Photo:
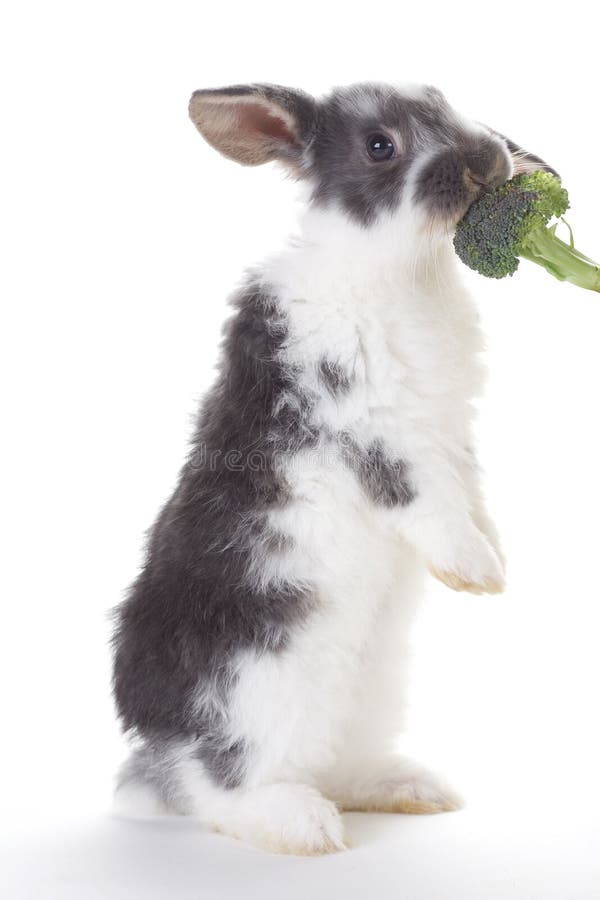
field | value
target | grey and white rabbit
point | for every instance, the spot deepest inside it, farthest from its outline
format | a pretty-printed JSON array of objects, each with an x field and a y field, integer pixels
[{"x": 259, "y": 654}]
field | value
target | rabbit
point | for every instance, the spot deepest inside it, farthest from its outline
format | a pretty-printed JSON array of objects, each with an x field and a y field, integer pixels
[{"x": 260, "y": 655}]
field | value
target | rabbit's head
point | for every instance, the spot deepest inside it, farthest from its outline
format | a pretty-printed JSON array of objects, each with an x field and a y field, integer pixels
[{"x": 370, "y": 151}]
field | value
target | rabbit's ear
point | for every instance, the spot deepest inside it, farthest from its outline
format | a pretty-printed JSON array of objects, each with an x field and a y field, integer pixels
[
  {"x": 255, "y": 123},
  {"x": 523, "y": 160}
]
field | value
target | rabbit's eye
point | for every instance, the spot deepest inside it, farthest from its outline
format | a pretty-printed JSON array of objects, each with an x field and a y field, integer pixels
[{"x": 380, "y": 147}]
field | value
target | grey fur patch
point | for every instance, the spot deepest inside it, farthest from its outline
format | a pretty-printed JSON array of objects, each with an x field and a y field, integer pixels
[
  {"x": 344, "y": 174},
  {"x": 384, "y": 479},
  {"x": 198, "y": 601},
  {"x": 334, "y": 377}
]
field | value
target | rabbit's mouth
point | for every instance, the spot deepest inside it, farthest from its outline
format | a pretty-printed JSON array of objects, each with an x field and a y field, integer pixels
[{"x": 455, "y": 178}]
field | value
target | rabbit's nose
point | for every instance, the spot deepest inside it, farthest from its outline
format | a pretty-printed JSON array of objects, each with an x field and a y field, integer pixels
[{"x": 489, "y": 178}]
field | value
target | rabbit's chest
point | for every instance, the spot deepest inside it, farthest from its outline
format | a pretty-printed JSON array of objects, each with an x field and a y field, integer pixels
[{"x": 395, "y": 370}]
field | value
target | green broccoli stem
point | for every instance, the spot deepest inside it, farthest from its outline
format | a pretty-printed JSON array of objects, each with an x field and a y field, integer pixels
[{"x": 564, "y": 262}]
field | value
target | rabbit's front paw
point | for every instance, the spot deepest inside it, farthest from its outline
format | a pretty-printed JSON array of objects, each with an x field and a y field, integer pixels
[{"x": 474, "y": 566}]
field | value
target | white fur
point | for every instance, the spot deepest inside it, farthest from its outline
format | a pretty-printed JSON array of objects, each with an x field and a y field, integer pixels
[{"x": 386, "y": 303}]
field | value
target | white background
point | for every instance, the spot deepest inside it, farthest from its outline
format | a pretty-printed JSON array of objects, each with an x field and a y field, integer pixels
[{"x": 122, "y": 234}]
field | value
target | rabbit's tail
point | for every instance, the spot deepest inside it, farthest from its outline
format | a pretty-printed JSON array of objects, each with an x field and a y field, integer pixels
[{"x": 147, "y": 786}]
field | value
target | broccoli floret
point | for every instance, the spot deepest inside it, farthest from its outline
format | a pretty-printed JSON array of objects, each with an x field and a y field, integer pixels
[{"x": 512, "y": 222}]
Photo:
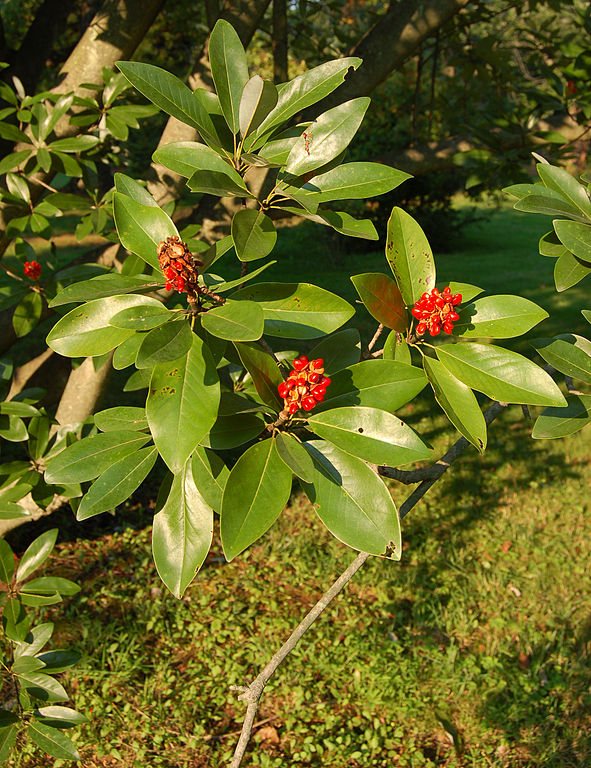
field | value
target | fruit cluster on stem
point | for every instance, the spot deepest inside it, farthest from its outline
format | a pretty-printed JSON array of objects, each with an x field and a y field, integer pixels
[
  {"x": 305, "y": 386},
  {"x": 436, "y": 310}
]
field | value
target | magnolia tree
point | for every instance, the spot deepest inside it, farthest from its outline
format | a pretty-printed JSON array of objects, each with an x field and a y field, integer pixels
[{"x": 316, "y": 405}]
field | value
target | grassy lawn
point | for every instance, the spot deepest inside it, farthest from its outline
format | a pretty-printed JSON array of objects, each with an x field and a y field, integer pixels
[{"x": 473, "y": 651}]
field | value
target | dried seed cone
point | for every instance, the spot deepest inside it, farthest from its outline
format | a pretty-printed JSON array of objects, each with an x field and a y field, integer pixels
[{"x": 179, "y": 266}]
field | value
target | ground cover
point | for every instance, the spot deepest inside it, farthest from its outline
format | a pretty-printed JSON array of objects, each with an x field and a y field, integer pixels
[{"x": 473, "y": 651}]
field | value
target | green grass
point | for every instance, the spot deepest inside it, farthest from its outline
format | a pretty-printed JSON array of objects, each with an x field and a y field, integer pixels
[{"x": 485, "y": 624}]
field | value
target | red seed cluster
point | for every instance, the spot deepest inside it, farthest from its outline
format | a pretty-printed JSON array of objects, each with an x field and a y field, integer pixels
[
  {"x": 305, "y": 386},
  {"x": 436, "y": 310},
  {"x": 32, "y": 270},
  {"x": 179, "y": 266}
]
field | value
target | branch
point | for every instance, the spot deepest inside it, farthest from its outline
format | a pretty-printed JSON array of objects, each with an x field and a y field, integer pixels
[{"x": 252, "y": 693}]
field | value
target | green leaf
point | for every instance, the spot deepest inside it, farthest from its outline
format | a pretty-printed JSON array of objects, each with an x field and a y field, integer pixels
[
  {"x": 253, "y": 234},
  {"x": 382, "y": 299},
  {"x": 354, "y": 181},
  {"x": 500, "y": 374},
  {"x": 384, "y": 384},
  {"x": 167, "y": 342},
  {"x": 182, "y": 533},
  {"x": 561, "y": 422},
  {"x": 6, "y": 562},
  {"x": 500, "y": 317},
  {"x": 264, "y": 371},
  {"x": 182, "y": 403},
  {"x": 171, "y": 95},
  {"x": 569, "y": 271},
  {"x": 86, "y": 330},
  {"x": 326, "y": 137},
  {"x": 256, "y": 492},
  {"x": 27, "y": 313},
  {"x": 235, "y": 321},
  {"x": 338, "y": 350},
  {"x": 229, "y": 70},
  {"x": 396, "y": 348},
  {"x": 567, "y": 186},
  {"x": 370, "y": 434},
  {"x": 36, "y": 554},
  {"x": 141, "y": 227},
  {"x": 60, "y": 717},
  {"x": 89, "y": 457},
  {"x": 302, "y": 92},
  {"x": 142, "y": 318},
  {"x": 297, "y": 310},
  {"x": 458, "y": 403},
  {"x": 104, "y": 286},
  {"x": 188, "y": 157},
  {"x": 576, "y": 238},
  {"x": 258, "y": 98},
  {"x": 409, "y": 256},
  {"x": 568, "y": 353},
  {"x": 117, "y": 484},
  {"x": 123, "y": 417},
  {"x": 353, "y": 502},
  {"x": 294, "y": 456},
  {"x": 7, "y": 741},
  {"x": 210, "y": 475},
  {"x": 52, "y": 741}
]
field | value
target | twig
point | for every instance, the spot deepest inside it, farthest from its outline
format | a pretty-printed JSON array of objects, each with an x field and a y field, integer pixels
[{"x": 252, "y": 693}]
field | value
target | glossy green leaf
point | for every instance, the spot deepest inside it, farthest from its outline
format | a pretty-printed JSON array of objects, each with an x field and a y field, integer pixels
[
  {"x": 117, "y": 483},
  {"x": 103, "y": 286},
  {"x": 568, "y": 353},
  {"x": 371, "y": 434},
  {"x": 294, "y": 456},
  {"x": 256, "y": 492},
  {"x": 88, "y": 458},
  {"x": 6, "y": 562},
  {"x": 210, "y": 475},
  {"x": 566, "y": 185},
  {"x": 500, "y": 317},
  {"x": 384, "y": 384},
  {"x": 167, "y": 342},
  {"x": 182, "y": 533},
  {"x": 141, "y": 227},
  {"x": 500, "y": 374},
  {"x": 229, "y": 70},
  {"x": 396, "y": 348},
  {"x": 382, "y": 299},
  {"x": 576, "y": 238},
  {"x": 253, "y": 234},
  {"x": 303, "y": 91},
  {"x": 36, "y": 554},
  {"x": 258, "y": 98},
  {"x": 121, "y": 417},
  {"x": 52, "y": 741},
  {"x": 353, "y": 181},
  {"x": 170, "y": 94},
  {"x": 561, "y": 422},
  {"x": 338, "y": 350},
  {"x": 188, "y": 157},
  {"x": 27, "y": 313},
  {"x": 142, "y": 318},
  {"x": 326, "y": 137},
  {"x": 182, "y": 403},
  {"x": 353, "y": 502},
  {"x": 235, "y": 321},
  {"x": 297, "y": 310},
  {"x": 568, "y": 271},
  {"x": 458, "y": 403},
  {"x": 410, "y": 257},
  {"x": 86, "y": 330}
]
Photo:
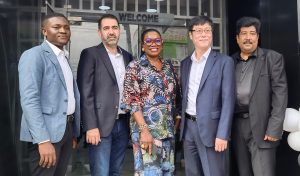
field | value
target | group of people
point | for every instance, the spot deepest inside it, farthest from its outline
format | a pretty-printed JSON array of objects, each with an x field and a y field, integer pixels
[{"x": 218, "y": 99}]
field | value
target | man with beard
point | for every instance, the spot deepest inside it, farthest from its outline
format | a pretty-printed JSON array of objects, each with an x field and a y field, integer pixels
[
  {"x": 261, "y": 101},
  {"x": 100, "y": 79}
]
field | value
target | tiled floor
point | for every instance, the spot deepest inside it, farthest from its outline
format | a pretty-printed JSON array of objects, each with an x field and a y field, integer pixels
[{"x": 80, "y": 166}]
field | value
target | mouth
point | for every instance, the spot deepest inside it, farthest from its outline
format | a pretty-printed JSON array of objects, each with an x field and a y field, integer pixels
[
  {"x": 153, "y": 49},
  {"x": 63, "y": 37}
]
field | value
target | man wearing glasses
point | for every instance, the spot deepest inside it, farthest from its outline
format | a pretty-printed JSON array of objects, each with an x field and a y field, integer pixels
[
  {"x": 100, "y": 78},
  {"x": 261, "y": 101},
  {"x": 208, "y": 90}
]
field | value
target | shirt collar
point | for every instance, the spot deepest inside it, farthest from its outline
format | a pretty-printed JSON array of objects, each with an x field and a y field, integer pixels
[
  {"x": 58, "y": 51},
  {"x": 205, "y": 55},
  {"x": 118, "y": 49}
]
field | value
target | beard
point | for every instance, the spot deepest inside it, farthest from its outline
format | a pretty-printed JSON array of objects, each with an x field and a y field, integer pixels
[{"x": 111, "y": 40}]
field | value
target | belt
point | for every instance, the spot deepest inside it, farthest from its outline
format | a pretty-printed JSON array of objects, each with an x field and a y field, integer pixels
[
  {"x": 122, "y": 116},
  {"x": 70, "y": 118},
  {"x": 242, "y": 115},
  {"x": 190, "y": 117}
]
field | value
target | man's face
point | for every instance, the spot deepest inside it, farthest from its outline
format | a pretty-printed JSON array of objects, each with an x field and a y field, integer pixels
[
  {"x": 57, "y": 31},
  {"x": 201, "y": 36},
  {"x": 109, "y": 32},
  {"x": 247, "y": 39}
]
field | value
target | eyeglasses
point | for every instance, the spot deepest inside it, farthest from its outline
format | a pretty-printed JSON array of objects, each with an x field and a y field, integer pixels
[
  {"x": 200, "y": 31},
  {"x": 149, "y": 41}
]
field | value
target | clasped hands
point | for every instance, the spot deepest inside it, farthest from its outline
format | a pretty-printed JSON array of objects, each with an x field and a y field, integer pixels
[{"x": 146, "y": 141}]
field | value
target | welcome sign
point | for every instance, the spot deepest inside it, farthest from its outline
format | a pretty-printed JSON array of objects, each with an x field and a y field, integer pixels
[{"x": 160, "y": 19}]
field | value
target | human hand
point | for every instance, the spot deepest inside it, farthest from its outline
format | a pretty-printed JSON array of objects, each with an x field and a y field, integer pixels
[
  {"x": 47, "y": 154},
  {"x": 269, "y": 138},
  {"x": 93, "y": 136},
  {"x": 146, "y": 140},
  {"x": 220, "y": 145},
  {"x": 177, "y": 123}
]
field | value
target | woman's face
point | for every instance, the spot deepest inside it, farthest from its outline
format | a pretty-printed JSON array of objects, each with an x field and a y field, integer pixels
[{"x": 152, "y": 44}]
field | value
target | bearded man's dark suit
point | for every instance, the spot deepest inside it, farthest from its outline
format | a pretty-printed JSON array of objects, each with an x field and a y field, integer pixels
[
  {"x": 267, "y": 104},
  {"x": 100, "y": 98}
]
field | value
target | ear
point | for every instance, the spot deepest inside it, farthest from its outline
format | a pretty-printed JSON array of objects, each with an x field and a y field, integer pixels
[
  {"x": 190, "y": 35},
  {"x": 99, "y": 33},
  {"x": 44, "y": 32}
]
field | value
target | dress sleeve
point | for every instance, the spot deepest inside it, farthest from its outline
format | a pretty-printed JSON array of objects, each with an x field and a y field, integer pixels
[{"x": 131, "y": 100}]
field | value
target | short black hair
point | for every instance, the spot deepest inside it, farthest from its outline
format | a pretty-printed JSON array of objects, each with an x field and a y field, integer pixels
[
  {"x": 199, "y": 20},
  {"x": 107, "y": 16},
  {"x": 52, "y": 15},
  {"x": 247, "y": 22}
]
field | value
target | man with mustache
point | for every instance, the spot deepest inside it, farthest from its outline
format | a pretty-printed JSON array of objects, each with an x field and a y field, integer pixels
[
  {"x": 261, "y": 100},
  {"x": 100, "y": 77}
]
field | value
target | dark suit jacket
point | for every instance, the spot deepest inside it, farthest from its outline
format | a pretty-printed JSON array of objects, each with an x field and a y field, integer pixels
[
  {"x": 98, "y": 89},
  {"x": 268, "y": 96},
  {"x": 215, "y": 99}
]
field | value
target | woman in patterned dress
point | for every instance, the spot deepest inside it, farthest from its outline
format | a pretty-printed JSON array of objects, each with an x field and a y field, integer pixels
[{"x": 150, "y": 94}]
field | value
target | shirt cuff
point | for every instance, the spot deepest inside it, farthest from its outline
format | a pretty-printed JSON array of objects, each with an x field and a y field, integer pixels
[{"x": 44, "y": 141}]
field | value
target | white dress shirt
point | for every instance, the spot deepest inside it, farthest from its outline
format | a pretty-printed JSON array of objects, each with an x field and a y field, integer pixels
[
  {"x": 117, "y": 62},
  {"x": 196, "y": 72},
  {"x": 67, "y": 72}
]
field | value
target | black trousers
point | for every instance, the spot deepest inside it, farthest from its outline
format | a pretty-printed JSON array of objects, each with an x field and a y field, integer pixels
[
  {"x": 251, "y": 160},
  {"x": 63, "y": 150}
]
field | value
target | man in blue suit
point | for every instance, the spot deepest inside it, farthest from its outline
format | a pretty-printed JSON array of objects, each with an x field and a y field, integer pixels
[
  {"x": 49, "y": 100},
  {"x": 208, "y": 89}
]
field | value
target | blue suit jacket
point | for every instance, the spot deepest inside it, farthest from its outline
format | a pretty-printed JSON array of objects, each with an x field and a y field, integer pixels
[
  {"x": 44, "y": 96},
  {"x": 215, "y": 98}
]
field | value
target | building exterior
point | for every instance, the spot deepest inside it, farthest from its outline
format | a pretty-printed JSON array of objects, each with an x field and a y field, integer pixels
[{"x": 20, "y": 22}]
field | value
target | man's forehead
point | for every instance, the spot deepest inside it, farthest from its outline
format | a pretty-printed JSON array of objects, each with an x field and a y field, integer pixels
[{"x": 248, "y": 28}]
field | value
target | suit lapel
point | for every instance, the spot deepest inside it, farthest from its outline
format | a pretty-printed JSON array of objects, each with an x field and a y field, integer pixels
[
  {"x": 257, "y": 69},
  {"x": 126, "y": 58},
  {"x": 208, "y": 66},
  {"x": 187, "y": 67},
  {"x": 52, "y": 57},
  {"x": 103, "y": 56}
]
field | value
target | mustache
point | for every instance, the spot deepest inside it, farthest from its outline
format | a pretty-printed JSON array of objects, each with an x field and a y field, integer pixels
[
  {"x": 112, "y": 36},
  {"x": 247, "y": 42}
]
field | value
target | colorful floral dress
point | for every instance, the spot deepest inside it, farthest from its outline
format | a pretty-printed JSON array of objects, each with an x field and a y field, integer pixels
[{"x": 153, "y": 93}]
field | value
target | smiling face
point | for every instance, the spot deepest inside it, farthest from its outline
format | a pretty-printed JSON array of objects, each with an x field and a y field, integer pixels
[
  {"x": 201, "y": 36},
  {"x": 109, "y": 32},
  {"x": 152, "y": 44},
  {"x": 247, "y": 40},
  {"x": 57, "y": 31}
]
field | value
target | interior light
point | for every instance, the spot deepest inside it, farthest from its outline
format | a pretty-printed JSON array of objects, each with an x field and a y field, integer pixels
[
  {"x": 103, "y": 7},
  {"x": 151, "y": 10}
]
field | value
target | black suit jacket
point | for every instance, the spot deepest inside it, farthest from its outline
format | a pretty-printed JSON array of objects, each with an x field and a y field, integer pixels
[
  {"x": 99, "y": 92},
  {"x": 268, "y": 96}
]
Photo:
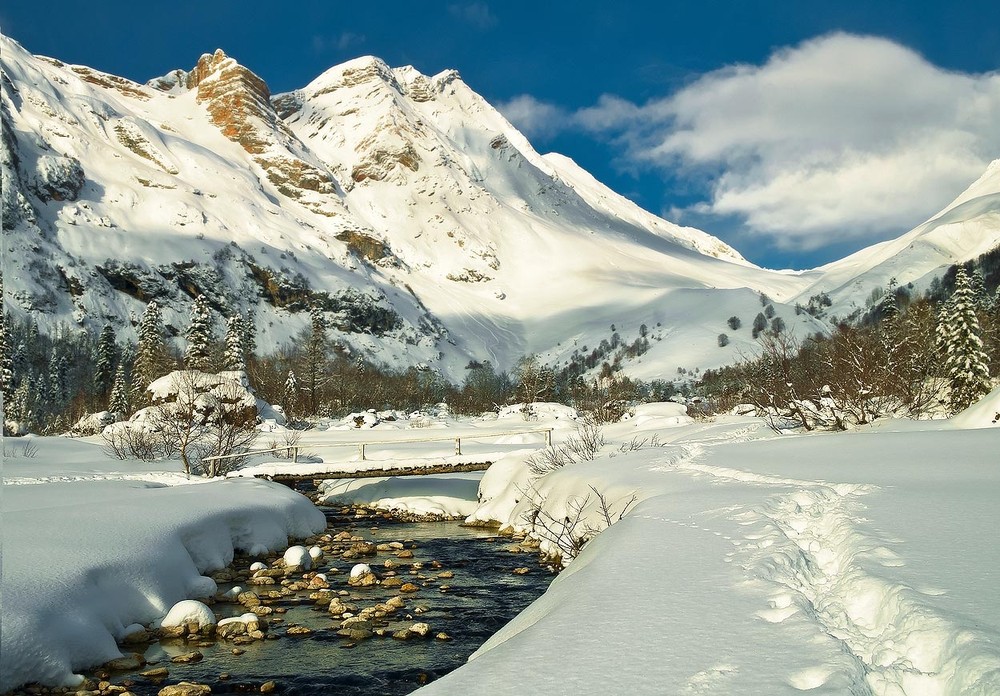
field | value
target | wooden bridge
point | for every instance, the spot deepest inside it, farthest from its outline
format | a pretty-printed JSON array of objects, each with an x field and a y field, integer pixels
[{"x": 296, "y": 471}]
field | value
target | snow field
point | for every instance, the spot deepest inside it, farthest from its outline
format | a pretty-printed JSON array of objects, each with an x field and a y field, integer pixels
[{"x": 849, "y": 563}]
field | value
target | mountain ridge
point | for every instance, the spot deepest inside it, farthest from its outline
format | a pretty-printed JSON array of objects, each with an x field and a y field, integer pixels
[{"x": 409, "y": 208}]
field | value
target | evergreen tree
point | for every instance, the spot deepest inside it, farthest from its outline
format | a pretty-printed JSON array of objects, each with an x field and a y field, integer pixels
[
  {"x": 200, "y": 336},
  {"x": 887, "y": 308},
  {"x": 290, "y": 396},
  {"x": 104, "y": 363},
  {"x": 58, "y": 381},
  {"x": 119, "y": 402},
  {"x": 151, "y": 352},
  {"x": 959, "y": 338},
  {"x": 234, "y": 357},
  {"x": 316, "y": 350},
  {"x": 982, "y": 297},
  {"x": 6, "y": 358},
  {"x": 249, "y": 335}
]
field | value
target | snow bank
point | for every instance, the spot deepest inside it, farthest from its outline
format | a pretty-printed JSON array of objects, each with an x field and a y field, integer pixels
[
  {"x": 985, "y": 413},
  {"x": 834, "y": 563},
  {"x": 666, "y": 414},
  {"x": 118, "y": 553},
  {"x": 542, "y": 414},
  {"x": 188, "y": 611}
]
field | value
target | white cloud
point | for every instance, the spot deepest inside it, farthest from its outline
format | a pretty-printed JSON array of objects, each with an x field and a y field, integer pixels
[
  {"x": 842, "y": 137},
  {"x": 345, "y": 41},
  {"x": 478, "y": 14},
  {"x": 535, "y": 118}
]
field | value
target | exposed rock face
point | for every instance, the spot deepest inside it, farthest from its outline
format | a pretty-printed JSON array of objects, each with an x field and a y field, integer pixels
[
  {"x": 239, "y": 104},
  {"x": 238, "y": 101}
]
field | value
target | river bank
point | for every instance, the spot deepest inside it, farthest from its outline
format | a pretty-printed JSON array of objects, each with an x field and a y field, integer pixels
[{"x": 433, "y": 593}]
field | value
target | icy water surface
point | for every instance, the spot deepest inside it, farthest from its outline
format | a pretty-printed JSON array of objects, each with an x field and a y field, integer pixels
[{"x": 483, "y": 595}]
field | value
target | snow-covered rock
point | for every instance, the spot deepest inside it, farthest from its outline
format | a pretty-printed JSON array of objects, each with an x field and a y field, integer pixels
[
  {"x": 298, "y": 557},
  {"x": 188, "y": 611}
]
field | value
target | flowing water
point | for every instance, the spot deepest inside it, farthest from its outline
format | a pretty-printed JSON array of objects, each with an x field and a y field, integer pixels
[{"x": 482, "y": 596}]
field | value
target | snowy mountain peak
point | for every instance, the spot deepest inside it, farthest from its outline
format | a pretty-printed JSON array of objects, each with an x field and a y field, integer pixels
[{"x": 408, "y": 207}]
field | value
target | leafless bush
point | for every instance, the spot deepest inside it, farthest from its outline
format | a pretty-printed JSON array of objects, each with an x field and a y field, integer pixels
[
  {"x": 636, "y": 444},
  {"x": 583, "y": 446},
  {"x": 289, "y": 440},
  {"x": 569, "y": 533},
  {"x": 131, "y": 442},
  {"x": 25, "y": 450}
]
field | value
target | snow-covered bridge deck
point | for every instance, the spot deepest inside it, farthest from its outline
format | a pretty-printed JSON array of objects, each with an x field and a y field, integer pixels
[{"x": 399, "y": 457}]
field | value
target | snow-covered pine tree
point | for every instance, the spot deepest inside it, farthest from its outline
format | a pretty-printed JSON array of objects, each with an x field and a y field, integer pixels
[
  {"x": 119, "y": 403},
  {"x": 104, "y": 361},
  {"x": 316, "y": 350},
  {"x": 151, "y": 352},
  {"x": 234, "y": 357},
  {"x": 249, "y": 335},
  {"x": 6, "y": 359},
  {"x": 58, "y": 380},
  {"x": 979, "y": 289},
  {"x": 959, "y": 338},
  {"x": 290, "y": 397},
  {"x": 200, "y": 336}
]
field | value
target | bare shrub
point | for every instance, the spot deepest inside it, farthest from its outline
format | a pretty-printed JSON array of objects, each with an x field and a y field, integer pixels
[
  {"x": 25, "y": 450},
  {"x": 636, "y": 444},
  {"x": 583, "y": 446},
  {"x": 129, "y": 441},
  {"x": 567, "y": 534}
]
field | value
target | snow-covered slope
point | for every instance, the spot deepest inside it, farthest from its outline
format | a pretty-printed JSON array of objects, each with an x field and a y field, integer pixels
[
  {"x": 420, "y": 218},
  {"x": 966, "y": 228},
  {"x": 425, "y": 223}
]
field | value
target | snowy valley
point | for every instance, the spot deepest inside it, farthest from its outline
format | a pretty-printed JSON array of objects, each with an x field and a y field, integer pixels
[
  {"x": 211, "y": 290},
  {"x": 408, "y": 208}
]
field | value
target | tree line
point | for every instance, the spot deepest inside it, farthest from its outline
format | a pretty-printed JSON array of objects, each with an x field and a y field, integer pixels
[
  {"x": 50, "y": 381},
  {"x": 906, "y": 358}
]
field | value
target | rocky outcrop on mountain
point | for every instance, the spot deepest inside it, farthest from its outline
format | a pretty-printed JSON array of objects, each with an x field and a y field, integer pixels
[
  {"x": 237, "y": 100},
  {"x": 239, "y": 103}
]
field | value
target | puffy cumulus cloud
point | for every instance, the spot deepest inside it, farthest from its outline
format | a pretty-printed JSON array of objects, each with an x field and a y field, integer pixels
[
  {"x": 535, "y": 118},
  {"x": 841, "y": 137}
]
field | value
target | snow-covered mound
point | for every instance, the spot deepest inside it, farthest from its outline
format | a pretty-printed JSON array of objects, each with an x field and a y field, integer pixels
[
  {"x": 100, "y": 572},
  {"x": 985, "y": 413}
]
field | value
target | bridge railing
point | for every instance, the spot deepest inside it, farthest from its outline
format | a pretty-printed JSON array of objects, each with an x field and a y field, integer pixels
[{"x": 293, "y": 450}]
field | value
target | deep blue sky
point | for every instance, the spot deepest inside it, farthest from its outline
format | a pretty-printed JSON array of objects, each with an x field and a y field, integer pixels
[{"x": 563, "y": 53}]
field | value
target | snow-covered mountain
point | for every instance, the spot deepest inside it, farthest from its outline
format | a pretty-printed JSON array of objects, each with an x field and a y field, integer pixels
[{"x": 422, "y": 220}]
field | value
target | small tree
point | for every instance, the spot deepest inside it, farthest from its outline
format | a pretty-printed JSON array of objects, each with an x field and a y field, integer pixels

:: Task statement ::
Report every line of the data above that contains the word "dark".

:: In response ::
target | bearded man's dark suit
target | dark suit jacket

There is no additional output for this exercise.